#### TEXT
------

South Africa's World Cup Moment

In the visitors’ Center at Cape Town’s new Green Point Stadium there is a quote by former president Thabo Mbeki: “The World Cup will be remembered as a moment when Africa stood tall and resolutely turned the tide of centuries of poverty and conflict.” Archbishop Desmond Tutu believes the tournament to be “as important as Obama getting into the White House” for black people; Nelson Mandela has personally selected (we are told) and participated in the recording of a song for the opening ceremony.

The redemptive expectations are huge — as is the optimism, since the Bafana Bafana, the South African team, beat Denmark in a friendly match over the weekend.

A generation ago Mandela’s support enabled the South African Springboks to win the 1995 Rugby World Cup in Johannesburg, and in the process, the myth goes, won white South Africans over to his side. If the Rugby World Cup offered political redemption, then, this month’s soccer World Cup has been peddled as some form of economic redemption.

But there is, in truth, as little possibility of economic benefit for the host nation as there is of victory for the home team.

Certainly, the World Cup gave the country a hedge against the global recession, and has produced a temporary growth spurt. It has prompted a very necessary upgrading of transport infrastructure, and has demonstrated that South Africa has formidable technical capacity.

But what was originally going to cost the South African taxpayer a few million euros now stands to cost anywhere between €3 and €5 billion. The country’s short-term returns on its investment will be minimal, and it could well be left with a herd of white elephant stadiums that will sap the economy for decades to come. The last three hosts of the World Cup — Germany, Japan and South Korea — could afford such risk. But can South Africa?

The town of Nelspruit, capital of a corrupt and desperately poor province, now has a stadium that cost €137 million and that will host four unmemorable first-round matches before beginning the inexorable process of tropical rot.

------

#### GOALS
a) According to the article on South Africa's World Cup, how much did the stadium in Nelspruit cost?
b) Name every person mentioned in the article on South Africa's World Cup.
c) Pick up the article on South Africa's World Cup after its final sentence and carry it forward.
The listing comes from a source unrelated to the article on South Africa's World Cup.

#### DATA PROVIDED

------

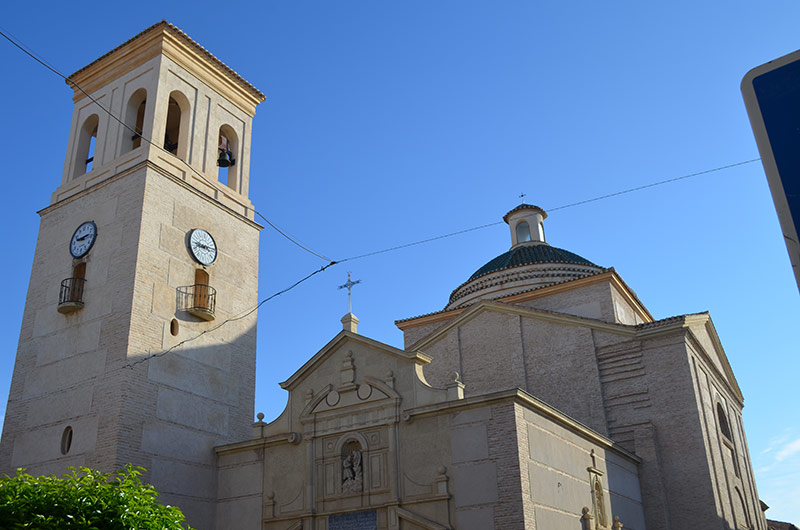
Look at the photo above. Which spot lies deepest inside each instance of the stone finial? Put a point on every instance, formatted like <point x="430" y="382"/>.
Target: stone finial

------

#### RESPONSES TO THE TASKS
a) €137 million.

b) Thabo Mbeki, Desmond Tutu, Nelson Mandela, Obama

c)
If Cape Town had upgraded an existing stadium rather than built a new one, it would have forfeited the ability to host one of the semifinals, but the state could have used money saved to house a quarter of a million people.

In Johannesburg, the cost escalation for the construction of the “African Calabash” to $350 million has meant a radical cutback in capital expenditure in a city that is falling apart.

Why did the South Africa fight so hard, and spend so much, to host this tournament?

The South African government believes the benefit is intangible, and immeasurable — a “Mandela moment” all over again; a jab in the eye of Afro-pessimism; invaluable global coverage; the cementing of national pride and identity.

The country is aglitter with flags, aglow with good feeling. The world is talking about South Africa, and South Africans themselves are using the tournament to imagine the country of their dreams. Can you put a price on that?

“No,” says a senior government official who was part of the process. “We could never have bought this market exposure.” Still, she admits, “it’s a huge risk. If we get it wrong, it could do serious damage to our reputation. When the world’s cameras are trained on you, sure they pick up the feel-good stories in this wonderful country, but they also look for trouble — which is not difficult to find in South Africa.”

South Africa has an obsession with reputation, manifested by a tendency toward bling: If we look good, we are good. A decade ago, this led the government into an arms procurement deal that cost the state $3 billion. It commissioned unnecessary jet fighters and submarines, which Mbeki defended by saying that South African needed to show the world that it was a global player.

The result was a cesspit of corruption and intrigue that played a significant role in bringing Mbeki down and has also severely compromised his successor, Jacob Zuma. Now, with the World Cup, there are indications once more that the huge, rapid expenditure toward a deadline-driven goal has created similar conditions of corruption and intrigue that might fester for years.

Perhaps the country’s reputation-anxiety has its roots in the way the African National Congress made the South African liberation struggle the great moral cause of the late 20th century, and then in the way Nelson Mandela became a global icon for forgiveness and reconciliation.

This, coupled with the economic development that the apartheid state was able to attain through the exploitation of its black majority, has enabled South Africa to punch well above its weight.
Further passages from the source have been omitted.